- [Assignment A]:
In two sentences, summarize the passage below on the individual health insurance mandate.
- [Assignment B]:
In the passage below on the individual health insurance mandate, what type of insurance did Tommy Thompson say people are already required to have?

(Text passage)

McCain did not embrace the concept during his 2008 election campaign, but other leading Republicans did, including Tommy Thompson, secretary of Health and Human Services under President George W. Bush.

Seeking to deradicalize the idea during a symposium in Orlando in September 2008, Thompson said, ``Just like people are required to have car insurance, they could be required to have health insurance.''

Among the other Republicans who had embraced the idea was Mitt Romney, who as governor of Massachusetts crafted a huge reform by requiring almost all citizens to have coverage.

``Some of my libertarian friends balk at what looks like an individual mandate,'' Romney wrote in The Wall Street Journal in 2006. ``But remember, someone has to pay for the health care that must, by law, be provided: Either the individual pays or the taxpayers pay. A free ride on government is not libertarian.''

Romney was referring to the federal law that requires everyone to be treated in emergency rooms, regardless of their ability to pay.

During his presidential election campaign, Barack Obama was opposed to an individual mandate, preferring instead strong requirements that employers be required to provide coverage. ``I'm not sure how ready the country is politically to accept the overall mandate,'' Irwin Redlener, a Columbia University physician and advisor to Obama, told The Miami Herald during the campaign.

(End Text passage)
(Data excerpts)

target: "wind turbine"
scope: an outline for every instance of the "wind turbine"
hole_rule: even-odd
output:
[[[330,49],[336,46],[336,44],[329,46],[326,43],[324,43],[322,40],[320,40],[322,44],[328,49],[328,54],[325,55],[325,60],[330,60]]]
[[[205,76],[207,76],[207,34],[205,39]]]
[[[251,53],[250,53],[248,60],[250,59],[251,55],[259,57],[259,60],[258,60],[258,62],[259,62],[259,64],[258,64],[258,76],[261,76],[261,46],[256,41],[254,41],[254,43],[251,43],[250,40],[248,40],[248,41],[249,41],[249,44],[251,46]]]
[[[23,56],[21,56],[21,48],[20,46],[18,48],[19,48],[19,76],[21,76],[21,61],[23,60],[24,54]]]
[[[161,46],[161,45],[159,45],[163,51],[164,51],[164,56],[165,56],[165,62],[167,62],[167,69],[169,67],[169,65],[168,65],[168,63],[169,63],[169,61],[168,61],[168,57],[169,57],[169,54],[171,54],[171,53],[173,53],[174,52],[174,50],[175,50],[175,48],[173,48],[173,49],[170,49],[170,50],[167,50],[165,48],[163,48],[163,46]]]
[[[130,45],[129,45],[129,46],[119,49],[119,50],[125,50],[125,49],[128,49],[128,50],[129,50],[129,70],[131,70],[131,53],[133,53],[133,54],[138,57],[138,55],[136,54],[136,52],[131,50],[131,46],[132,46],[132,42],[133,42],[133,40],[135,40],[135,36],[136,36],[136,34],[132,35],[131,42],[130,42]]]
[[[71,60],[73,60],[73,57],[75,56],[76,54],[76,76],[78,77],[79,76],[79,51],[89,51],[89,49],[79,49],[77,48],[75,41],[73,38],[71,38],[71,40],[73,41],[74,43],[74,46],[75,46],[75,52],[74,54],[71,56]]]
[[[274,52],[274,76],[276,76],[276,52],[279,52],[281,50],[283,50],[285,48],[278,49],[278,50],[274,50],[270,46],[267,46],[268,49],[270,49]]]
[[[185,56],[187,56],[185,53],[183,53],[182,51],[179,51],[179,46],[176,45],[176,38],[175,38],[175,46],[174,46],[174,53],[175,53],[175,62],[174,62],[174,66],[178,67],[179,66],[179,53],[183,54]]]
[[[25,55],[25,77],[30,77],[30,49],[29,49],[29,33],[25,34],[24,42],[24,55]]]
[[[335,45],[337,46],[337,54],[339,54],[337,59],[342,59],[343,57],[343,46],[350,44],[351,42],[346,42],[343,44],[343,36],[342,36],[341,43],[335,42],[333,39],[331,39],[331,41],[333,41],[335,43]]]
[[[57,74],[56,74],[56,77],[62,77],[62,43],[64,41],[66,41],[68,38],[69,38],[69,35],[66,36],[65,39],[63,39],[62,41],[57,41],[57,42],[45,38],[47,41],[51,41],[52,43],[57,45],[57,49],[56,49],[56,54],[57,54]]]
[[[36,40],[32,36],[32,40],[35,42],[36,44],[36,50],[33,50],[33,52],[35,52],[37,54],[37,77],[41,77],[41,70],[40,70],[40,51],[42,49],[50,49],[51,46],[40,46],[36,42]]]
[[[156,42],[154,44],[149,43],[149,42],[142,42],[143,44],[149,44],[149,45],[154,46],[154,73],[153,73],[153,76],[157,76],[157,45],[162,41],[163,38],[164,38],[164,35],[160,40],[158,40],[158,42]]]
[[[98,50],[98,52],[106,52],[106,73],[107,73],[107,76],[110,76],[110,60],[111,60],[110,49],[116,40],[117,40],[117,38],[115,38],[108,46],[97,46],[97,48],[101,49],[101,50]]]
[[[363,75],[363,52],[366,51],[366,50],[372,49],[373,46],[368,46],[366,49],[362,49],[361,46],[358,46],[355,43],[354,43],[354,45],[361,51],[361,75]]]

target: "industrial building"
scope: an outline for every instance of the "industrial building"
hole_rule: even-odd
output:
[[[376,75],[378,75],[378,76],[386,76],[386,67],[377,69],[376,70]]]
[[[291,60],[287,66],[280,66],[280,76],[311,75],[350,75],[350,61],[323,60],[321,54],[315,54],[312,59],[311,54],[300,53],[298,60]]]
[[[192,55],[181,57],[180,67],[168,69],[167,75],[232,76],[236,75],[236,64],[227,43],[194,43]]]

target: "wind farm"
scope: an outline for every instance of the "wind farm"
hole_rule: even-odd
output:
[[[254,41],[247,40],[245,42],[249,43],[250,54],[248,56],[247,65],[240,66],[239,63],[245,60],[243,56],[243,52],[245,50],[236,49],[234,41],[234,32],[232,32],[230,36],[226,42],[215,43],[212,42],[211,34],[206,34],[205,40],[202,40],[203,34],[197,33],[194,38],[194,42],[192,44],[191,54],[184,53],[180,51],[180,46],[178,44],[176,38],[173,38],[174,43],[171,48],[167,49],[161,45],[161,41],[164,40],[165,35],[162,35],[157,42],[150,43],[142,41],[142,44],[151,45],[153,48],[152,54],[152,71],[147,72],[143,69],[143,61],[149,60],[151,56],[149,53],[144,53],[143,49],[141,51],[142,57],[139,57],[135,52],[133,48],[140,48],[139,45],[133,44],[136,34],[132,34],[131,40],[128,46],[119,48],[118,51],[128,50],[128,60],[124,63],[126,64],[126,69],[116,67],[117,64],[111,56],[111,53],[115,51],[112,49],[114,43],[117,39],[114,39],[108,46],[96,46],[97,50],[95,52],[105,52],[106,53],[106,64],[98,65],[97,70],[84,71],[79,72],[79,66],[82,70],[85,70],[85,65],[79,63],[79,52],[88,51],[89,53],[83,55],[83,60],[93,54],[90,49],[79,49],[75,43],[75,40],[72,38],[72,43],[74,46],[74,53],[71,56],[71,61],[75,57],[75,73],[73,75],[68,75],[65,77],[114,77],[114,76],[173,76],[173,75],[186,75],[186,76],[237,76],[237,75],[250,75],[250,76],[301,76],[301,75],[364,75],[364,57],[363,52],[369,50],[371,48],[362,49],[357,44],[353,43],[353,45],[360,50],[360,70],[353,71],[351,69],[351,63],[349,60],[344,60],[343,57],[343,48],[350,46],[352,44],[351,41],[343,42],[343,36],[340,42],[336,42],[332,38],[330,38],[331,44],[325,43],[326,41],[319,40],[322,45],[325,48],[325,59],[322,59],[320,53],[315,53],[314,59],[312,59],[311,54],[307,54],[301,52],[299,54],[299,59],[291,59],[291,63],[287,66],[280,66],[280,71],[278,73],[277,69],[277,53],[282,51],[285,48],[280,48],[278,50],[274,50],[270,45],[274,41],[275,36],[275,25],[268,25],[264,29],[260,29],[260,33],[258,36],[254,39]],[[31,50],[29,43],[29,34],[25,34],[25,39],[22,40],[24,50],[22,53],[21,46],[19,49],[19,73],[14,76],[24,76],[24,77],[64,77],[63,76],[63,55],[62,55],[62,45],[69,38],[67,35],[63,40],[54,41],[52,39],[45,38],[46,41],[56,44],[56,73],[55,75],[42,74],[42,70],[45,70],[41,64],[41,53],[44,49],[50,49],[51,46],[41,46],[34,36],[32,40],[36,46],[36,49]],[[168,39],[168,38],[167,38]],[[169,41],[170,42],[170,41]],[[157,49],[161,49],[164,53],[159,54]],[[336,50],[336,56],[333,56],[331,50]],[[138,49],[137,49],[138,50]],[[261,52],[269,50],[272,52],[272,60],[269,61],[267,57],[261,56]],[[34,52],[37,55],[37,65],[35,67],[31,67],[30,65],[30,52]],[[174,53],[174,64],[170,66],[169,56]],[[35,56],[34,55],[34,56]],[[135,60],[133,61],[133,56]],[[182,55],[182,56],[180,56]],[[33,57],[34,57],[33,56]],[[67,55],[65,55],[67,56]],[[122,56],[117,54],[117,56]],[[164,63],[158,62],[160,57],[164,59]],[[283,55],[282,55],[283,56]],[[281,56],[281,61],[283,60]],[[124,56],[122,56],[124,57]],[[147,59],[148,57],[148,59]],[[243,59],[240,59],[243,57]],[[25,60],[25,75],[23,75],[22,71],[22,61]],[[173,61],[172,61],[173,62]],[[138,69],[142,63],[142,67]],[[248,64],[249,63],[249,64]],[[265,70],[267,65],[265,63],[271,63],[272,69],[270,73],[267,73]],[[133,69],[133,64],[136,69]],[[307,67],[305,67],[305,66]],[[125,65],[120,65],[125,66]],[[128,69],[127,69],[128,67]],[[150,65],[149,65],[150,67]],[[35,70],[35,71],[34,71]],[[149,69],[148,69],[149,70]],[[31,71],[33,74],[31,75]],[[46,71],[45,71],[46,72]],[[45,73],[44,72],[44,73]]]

(End Data excerpts)

- [Task answer A]:
Although McCain did not embrace an individual health insurance mandate during his 2008 campaign, Republicans such as Tommy Thompson and Mitt Romney did, with Thompson comparing it to required car insurance and Romney requiring almost all Massachusetts citizens to have coverage. Romney argued that someone has to pay for legally required care, while Barack Obama opposed an individual mandate during his presidential campaign and preferred strong requirements on employers.

- [Task answer B]:
Car insurance.